> EXTRACTED TEXT:
BEGIN
Global Blood Therapeutics, a biopharma developing novel therapeutics for the treatment of blood-based disorders, recently announced new results from its ongoing Phase 1/2 study of GBT440-001 in sickle cell disease (SCD).

The data, presented at the European Hematology Association’s 21st Congress in Copenhagen, further supports the company’s plans to develop GBT440 as a potential once-daily, oral disease-modifying therapy for sickle cell disease.

GBT440, currently in development, works by improving hemoglobin’s affinity for oxygen. The proposed mechanism of action states that the drug blocks the sickling of red blood cells, which potentially restores normal hemoglobin function, improves oxygen delivery, and modifies the progression of sickle cell disease.

The GBT440-001 clinical study is a randomized, placebo-controlled, double-blind and multiple ascending dose trial, with the aim of evaluating the safety, tolerability, pharmacokinetics, and pharmacodynamics of GBT440 in sickle cell patients and healthy controls.

The study was divided into three parts. Part A consists of a single-dose administration; Part B, a multiple dose administration, daily for 15 days in healthy subjects and 28 days in sickle cell patients; and Part C, a multiple dose administration for 90 days in sickle cell patients.

The company’s presentation included a poster presentation describing the 90-day data from patients receiving 700 mg a day, and 28-day results from three dosing cohorts of GBT440.
END
> PROBLEM A: Reproduce the GBT440 study article word for word, starting at the words "The GBT440-001 clinical" and ending after the words "sickle cell patients.".
> PROBLEM B: In the GBT440 study article, what is the proposed mechanism by which the drug could modify the progression of sickle cell disease? Answer in one to three sentences.
> PROBLEM C: Extend the article on the GBT440 sickle cell study, continuing from its final sentence.
The material that comes after this text is separate from it.

> Stored entries:
BEGIN
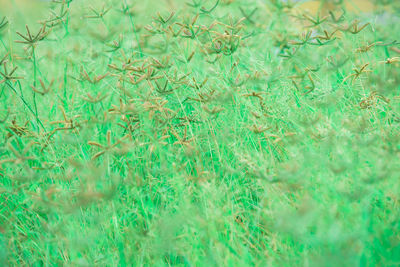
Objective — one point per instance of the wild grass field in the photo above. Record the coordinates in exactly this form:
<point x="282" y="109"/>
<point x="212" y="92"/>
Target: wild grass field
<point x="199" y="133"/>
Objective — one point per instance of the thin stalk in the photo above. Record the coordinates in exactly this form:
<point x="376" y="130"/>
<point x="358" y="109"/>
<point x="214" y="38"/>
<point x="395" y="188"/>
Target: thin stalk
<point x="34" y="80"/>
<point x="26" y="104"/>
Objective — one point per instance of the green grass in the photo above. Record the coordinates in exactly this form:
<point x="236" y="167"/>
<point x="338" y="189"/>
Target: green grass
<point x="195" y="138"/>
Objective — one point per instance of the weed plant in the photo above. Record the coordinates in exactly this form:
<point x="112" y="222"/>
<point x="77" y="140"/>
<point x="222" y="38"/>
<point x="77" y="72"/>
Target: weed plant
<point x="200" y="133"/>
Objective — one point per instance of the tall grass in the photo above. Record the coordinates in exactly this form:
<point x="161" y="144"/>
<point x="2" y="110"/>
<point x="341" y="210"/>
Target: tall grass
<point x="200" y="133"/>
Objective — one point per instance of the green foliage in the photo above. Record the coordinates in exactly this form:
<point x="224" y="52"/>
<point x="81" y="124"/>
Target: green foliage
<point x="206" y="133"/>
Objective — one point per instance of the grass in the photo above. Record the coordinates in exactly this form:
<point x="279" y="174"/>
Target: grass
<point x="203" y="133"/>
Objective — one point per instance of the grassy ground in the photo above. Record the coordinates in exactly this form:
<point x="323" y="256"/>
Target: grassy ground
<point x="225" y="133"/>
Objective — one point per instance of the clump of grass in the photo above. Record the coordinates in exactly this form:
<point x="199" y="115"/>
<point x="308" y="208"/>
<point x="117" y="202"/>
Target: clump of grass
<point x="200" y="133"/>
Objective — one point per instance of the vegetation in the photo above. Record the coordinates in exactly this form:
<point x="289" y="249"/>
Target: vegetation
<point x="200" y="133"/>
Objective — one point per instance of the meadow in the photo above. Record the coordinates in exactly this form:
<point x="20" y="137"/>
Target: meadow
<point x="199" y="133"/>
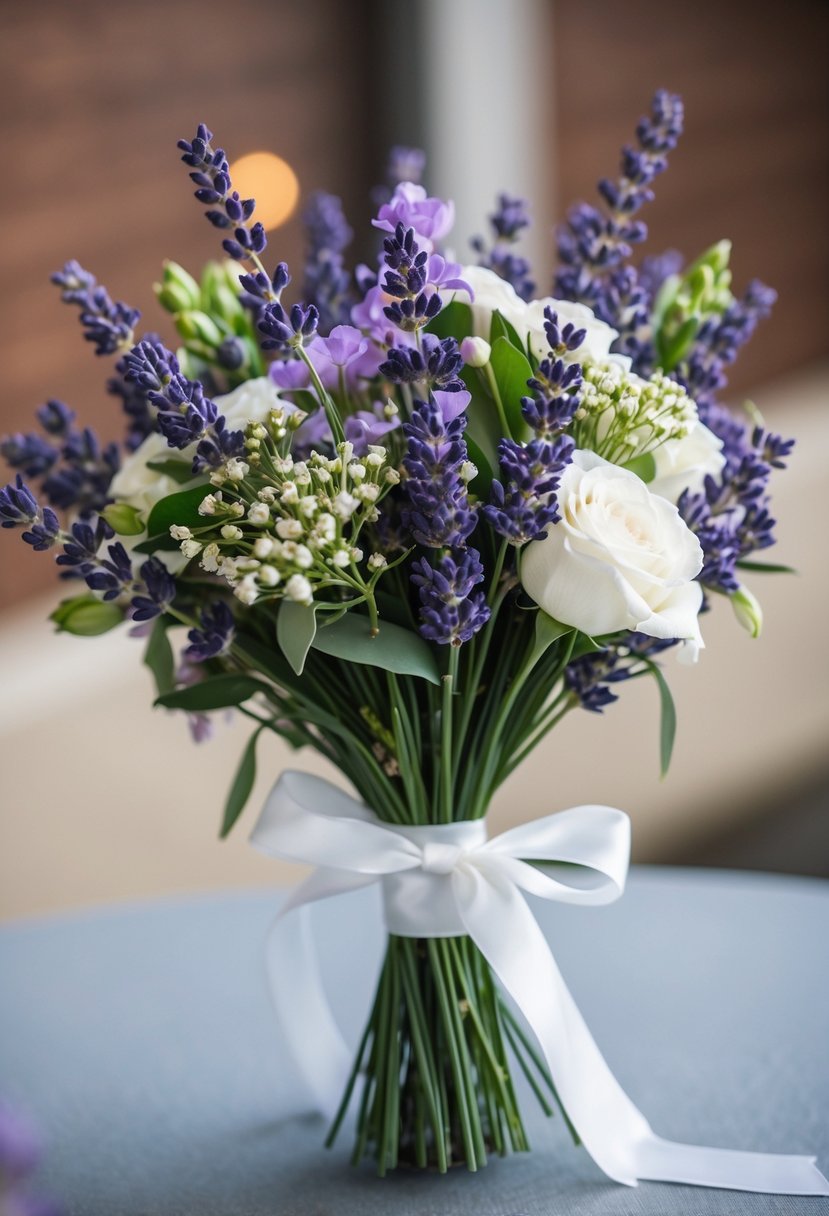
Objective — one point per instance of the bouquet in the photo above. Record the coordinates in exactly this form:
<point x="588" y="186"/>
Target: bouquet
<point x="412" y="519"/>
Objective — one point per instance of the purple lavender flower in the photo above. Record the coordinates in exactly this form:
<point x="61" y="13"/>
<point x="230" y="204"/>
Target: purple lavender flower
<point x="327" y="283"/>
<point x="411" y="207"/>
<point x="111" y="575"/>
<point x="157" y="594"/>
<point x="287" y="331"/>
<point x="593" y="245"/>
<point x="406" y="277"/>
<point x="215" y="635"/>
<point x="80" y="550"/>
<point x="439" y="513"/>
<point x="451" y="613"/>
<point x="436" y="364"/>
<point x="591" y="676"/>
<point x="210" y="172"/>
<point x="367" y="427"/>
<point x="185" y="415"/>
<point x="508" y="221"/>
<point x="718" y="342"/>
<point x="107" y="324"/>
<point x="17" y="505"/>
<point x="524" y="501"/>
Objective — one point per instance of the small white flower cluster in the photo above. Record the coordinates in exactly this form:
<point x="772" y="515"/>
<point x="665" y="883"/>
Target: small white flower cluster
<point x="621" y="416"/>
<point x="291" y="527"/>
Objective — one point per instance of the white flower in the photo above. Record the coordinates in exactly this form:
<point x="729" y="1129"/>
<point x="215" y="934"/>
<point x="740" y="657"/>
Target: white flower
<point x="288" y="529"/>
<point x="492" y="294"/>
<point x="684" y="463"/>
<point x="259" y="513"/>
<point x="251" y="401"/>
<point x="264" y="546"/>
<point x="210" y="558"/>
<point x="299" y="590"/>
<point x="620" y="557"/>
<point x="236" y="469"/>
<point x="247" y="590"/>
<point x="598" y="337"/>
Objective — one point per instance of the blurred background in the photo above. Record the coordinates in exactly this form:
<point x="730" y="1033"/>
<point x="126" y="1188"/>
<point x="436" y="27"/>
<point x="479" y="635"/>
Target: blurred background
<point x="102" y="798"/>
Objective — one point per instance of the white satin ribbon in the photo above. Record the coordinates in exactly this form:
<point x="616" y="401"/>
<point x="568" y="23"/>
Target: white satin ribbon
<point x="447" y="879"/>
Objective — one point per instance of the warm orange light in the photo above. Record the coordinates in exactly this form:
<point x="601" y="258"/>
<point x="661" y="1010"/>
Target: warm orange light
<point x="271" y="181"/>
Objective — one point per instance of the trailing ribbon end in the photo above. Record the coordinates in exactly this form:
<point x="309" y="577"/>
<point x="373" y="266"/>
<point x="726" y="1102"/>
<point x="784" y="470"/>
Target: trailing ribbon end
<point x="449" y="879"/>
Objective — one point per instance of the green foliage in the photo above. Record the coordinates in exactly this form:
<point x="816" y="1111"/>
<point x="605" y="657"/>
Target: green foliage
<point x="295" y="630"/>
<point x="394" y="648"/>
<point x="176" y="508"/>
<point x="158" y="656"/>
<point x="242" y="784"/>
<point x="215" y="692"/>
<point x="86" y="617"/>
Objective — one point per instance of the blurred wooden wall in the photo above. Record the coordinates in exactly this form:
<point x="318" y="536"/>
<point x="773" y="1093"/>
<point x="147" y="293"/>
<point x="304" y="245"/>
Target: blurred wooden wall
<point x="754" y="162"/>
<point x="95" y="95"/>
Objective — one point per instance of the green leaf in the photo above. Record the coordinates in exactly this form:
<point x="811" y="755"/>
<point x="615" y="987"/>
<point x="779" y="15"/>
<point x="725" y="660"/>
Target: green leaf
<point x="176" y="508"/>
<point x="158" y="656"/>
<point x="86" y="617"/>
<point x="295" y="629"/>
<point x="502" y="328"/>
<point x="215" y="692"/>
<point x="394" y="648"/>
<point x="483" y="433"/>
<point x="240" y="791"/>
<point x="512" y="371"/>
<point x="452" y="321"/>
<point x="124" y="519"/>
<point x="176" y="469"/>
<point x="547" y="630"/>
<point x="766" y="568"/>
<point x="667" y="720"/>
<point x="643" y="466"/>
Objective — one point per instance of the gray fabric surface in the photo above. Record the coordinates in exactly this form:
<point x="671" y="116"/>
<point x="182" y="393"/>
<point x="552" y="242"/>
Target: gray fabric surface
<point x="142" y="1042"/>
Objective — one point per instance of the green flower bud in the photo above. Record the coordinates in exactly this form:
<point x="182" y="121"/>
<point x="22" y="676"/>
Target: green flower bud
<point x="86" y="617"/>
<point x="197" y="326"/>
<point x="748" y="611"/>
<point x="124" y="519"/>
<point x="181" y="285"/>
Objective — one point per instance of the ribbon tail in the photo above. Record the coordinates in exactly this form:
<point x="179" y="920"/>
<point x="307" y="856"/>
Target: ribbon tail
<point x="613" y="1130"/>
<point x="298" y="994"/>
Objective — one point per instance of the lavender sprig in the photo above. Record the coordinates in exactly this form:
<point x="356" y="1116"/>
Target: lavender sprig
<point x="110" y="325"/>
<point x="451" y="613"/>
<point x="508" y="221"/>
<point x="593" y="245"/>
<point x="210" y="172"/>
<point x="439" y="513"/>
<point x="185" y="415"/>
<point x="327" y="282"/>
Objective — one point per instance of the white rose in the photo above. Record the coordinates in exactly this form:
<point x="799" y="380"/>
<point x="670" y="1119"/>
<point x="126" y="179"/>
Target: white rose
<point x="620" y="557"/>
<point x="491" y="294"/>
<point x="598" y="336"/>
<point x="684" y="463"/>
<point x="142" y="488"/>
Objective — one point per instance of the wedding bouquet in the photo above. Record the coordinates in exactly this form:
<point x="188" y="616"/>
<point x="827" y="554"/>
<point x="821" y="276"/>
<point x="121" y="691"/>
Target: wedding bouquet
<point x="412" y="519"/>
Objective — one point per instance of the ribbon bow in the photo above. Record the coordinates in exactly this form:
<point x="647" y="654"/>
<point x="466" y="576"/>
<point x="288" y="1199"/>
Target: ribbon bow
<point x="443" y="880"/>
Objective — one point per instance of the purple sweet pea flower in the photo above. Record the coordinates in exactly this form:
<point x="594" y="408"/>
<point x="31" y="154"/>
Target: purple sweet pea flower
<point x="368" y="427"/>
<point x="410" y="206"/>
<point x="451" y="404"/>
END
> OUTPUT A:
The GBT440-001 clinical study is a randomized, placebo-controlled, double-blind and multiple ascending dose trial, with the aim of evaluating the safety, tolerability, pharmacokinetics, and pharmacodynamics of GBT440 in sickle cell patients and healthy controls.

The study was divided into three parts. Part A consists of a single-dose administration; Part B, a multiple dose administration, daily for 15 days in healthy subjects and 28 days in sickle cell patients; and Part C, a multiple dose administration for 90 days in sickle cell patients.

> OUTPUT B: GBT440 improves hemoglobin's affinity for oxygen. According to the proposed mechanism, this blocks the sickling of red blood cells, which may restore normal hemoglobin function, improve oxygen delivery, and so modify the progression of sickle cell disease.

> OUTPUT C:
The 90-day data points to significant improvements in several disease parameters, including a sustained reduction in irreversibly sickled cells, with a median decrease of 70 percent compared to an increase of about 15 percent with a placebo. GBT440 was also well tolerated, with no drug-related serious adverse events.

“We continue to see a linear, dose proportional relationship between pharmacokinetics and pharmacodynamics, and the data continues to support the inhibition of polymerization of sickle hemoglobin through increased oxygen affinity as the mechanism of action of GBT440,” said GBT CEO Ted W. Love, M.D.

“Overall, the data collected to date in study GBT440-001 indicate that we have a drug candidate that we can move into a pivotal trial later this year. We look forward to discussing the design of that trial with the U.S. Food and Drug Administration,” Love said.

In a separate poster presentation, Global Blood Therapeutics describes data on the pharmacokinetics and pharmacodynamics of GBT440. The detailed data and study’s results can be read in the company’s press release.